I'm glad to have found this forum. I've been telling myself a story since I was around seven years old or so (currently 42), but I hadn't realized how common the experience is. I had heard Kati Morton talk about maladaptive daydreaming on YouTube and wanted to learn more about it. I wasn't sure whether my daydreaming could be classified as "maladaptive" because it wasn't sure how it had affected my life. That's difficult to see when you're still in the thick of it. I can see how parts of it may affect my life and how I interact with others, and I know (back when I had very little to do at work) I would spend a lot of time there daydreaming.
Odd for a coping mechanism, my daydreaming tends to go away when I'm REALLY depressed. I reach for it for reassurance, but it's not there. I also noticed that it went away noticeably when I started taking Pristiq. I even mentioned it to my psychiatrist--my ability to picture things was just about gone. This medication has also affected my memories, to the point where they're so distant they don't seem to be mine. After hearing about MD, I decided to see what happened if I started taking less of the medication...and I noticed that the daydreams started happening more. That might just be me and how I react to medication, so I wouldn't say that's a "cure."
And now I'm about how daydreaming more or less will affect my life and my ability to focus. Hm. In any case, learning about MD has made me curious and made me notice more when it's happening. And that's where I am, at this point.
Maladaptive daydreaming is usually some form of a coping mechanism and you're right about how for many MDers, it gets worse when they're depressed. Personally, while I do get the urge to daydream more when I'm depressed, it is often harder for me to really daydream when depressed. This is especially true when the depression is caused by some kind of setback.
For example, this past week I was supposed to go to the doctor for a physical, but I had a panic attack so bad in the lobby that I literally ran out of the building and canceled the appointment. I had a pretty intense depressive episode afterward, and as usual it caused it to become harder for me to daydream. Most likely because the difference between my real life self and my daydream self becomes so apparent that I just... can't daydream because I'm so upset that I'm not that person. I want to daydream to escape reality, but I can't because I just had unequivocal proof shoved in my face that I'm not even close to being the person I am in my daydreams. It's somewhat strange, but you're not alone in having a hard time daydreaming when you're depressed :)
Don't give up what you want most for what you want now.
****************
- PROBLEMS AND TASKS
A: In the forum posts about daydreaming, write out the passage from "I'm glad to" up to and including "time there daydreaming.", substituting "message board" for "forum".
B: According to the forum posts about daydreaming, after starting which medication did the daydreaming go away noticeably?

- ENTRIES SHOWN
****************
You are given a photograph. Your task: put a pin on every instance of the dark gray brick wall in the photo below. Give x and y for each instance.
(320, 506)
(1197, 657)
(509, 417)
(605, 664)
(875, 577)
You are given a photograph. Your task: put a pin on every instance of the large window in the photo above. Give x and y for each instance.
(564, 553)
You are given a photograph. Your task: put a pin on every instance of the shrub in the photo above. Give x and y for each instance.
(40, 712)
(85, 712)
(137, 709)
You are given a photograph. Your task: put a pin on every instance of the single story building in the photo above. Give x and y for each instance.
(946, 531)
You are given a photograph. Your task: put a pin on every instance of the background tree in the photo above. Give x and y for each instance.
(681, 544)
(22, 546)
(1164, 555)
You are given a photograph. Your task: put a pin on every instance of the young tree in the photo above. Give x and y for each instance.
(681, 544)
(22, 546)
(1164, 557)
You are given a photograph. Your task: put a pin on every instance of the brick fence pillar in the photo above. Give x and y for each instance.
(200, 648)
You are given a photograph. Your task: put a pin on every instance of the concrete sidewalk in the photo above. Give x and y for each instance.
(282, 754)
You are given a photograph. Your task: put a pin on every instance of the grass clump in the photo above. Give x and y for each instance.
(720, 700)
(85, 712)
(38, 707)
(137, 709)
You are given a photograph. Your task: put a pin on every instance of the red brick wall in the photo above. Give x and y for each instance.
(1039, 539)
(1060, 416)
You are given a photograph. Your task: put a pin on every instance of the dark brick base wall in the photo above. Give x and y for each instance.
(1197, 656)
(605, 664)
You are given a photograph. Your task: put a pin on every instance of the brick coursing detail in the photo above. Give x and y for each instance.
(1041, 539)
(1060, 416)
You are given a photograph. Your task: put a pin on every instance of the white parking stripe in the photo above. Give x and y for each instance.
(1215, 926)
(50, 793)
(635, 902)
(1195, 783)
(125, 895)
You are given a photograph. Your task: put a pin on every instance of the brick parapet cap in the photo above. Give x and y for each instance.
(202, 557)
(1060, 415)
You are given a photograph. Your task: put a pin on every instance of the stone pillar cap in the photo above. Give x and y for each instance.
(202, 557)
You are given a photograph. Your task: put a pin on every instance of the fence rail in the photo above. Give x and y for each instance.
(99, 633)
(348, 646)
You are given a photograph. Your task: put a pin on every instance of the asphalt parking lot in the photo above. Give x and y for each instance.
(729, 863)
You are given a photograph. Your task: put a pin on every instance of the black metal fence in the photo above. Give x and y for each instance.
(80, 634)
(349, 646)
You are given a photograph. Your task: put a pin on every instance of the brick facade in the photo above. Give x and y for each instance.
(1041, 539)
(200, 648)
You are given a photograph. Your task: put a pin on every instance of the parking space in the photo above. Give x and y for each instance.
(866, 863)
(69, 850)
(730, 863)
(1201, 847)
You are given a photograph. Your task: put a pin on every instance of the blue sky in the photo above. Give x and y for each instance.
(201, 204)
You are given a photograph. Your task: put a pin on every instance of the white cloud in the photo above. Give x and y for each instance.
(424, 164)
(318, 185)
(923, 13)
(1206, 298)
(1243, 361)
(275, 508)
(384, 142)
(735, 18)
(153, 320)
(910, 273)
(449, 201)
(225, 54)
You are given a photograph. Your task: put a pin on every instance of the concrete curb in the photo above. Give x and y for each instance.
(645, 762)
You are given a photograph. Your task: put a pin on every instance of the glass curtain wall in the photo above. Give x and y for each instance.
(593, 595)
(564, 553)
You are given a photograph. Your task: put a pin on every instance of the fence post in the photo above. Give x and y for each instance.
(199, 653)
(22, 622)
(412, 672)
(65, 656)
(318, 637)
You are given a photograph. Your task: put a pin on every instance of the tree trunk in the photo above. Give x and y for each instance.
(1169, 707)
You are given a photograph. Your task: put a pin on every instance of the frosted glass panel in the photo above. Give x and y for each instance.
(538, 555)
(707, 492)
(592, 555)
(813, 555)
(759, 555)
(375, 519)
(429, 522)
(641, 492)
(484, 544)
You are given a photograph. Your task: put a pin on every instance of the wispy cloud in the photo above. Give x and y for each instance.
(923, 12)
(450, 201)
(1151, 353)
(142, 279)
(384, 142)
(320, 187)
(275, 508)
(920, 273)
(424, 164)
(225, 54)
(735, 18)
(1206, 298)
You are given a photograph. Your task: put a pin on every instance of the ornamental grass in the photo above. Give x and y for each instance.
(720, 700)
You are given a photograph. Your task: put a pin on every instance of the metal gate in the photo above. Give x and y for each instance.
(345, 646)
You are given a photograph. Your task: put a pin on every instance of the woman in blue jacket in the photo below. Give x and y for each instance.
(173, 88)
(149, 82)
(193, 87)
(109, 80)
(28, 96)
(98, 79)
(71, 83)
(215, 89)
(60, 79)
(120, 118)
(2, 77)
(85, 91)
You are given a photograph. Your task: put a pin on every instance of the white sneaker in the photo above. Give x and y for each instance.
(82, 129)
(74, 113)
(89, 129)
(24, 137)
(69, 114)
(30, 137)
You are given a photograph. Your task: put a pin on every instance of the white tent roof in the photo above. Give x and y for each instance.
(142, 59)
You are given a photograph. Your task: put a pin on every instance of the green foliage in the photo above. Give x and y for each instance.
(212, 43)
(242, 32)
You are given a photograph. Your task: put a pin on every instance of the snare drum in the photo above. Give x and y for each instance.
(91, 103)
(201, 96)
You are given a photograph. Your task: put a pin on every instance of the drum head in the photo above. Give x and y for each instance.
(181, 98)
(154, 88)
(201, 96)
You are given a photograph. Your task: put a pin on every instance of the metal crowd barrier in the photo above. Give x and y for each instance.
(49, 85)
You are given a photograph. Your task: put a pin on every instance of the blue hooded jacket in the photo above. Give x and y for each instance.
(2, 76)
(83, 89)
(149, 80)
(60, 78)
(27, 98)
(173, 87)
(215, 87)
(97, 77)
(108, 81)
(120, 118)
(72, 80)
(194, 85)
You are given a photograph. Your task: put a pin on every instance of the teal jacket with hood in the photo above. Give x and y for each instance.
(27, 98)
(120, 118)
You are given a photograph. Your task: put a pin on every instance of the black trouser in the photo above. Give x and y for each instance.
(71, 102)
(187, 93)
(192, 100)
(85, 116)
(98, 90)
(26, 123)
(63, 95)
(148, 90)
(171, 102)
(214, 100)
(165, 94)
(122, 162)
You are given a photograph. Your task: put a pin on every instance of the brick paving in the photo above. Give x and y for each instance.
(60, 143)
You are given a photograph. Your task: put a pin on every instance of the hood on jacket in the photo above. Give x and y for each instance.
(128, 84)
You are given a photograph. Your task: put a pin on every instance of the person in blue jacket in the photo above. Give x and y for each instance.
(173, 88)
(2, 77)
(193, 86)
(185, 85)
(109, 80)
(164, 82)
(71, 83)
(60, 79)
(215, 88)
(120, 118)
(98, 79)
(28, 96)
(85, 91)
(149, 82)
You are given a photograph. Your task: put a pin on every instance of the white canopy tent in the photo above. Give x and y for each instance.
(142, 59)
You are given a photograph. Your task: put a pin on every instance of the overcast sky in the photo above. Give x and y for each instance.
****************
- EXERCISE ANSWERS
A:
I'm glad to have found this message board. I've been telling myself a story since I was around seven years old or so (currently 42), but I hadn't realized how common the experience is. I had heard Kati Morton talk about maladaptive daydreaming on YouTube and wanted to learn more about it. I wasn't sure whether my daydreaming could be classified as "maladaptive" because it wasn't sure how it had affected my life. That's difficult to see when you're still in the thick of it. I can see how parts of it may affect my life and how I interact with others, and I know (back when I had very little to do at work) I would spend a lot of time there daydreaming.

B: Pristiq